JOB ▸ Pick out every line of the listing below that contains the word "expression", and copy those lines.

Object detection data ▸

::::::

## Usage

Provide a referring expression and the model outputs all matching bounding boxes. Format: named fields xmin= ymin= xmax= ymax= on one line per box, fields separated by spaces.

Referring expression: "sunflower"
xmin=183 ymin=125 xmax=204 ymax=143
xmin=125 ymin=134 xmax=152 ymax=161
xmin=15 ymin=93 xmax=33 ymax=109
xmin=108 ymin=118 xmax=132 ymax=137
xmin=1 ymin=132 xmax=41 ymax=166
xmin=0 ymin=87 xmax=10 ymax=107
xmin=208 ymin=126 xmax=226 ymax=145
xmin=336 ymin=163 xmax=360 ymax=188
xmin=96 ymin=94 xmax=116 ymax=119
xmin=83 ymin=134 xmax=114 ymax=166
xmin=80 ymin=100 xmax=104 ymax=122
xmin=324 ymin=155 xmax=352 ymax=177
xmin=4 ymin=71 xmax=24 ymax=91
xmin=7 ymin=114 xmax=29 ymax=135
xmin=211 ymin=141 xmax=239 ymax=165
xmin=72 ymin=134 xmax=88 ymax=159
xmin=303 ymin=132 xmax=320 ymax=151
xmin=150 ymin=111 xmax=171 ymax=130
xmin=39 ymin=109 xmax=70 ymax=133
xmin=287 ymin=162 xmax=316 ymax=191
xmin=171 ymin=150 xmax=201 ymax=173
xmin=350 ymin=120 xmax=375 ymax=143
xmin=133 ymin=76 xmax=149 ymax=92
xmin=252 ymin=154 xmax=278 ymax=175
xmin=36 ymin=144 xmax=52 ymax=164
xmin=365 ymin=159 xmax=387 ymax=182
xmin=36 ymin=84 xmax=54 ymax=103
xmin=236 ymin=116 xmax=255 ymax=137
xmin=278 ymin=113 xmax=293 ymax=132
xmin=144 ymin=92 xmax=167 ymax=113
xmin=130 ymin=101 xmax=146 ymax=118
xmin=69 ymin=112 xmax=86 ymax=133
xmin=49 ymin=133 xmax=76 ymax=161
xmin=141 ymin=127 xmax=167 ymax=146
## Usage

::::::

RESULT OF THE EXERCISE ▸
Provide a referring expression and the model outputs all matching bounding boxes. Format: named fields xmin= ymin= xmax= ymax= on one line per box, fields separated by spaces.
Referring expression: "sunflower"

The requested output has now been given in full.